* [Stated exercise] Below you will find a set of lines. Repeat them all exactly.

Start of Given records

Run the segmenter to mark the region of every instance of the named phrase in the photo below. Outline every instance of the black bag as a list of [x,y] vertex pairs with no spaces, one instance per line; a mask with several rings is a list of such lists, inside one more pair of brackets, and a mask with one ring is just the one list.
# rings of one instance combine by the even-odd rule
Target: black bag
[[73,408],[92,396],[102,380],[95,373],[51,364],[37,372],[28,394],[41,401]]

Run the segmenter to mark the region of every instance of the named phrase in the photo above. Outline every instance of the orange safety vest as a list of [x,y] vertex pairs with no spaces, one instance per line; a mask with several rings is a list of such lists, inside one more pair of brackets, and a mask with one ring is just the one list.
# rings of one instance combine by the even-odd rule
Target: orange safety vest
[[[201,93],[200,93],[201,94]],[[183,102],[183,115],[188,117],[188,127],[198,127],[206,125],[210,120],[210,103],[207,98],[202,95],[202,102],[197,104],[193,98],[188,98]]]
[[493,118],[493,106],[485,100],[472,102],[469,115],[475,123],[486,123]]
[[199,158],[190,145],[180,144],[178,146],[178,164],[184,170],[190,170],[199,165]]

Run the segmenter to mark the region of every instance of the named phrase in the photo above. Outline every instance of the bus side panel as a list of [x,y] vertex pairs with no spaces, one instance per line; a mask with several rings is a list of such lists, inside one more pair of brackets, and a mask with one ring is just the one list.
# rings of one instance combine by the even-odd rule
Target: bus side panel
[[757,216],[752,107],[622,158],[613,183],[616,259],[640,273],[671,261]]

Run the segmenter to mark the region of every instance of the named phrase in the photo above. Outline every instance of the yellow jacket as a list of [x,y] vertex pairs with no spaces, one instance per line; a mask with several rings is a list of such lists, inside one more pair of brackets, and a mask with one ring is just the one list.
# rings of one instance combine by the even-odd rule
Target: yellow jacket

End of Given records

* [Task response]
Run the segmenter to mark the region of every instance of the named phrase in the photo below. Outline every instance of the black bag as a list of [x,y] vertex pairs with no spaces, one instance per line; a mask with several rings is a list of such lists, inside one more pair of brackets, and a mask with one ring is just the one list.
# rings of one instance combine by the even-odd rule
Target: black bag
[[73,408],[92,396],[102,380],[95,373],[51,364],[37,372],[28,394],[41,401]]

Run the segmenter to mark the region of every instance of the named phrase in the photo above. Outline every instance of the orange safety vest as a list of [x,y] vertex pairs with no spaces, one instance per line; a mask with several rings is a list of such lists, inside one more pair of brackets, and a mask with one ring is just the one list.
# rings of one instance combine by the even-odd rule
Target: orange safety vest
[[[201,93],[200,93],[201,94]],[[183,102],[183,115],[188,117],[188,127],[198,127],[206,125],[210,120],[210,103],[207,98],[202,95],[202,102],[197,104],[193,98],[188,98]]]
[[493,118],[493,106],[485,100],[472,102],[469,115],[475,123],[486,123]]
[[199,158],[190,145],[180,144],[178,146],[178,164],[184,170],[190,170],[199,165]]

Run the segmenter to mark the region of every instance of the named phrase in the photo above. Outline every instance of the bus side panel as a list of [x,y] vertex pairs with no spaces, one instance per line; a mask with several rings is a list of such lists, inside one more pair of brackets, and a mask with one ring is just the one list.
# rings of one instance combine by the even-odd rule
Target: bus side panel
[[757,216],[752,107],[622,158],[613,183],[616,259],[640,273],[671,261]]

Run the segmenter to mark the region of every instance of the named phrase in the photo above. Outline every instance of the yellow jacket as a list of [x,y] vertex pairs with no spaces, one instance per line; a mask with several rings is a list of such lists, inside one more pair of brackets, and a mask with one ring is just the one list.
# rings of one instance combine by the even-odd rule
Target: yellow jacket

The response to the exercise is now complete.